Work instruction
From the entries, return every line where the string "gravel" shows up.

Dataset

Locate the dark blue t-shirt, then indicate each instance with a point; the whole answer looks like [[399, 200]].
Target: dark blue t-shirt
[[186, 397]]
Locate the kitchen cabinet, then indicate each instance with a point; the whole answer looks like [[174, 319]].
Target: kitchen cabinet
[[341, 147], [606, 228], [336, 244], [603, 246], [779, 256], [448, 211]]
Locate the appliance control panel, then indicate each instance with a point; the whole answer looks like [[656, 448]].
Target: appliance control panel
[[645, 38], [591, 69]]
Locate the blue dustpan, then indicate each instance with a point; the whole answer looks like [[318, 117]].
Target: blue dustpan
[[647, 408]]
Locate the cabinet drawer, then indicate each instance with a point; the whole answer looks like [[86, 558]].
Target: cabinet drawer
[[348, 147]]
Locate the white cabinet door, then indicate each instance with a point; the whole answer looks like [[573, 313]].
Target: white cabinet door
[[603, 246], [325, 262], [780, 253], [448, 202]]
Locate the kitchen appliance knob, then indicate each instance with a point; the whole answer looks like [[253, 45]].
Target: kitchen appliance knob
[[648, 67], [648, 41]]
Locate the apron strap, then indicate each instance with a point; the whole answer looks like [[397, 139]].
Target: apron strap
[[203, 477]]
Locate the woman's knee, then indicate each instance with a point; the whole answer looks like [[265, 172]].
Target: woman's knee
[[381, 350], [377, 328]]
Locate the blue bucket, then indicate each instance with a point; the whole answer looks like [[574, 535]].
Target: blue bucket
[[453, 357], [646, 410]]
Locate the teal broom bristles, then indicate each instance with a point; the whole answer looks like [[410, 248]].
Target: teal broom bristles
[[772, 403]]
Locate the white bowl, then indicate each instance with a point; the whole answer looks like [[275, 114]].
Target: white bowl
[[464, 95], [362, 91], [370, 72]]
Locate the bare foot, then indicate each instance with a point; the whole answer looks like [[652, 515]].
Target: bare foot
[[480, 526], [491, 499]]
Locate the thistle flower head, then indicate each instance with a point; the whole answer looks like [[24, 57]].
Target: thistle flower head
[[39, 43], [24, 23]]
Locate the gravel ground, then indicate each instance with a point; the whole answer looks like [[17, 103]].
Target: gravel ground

Answer space
Locate the gravel ground, then indicate each instance with a point; the whole answer looks like [[17, 103]].
Target: gravel ground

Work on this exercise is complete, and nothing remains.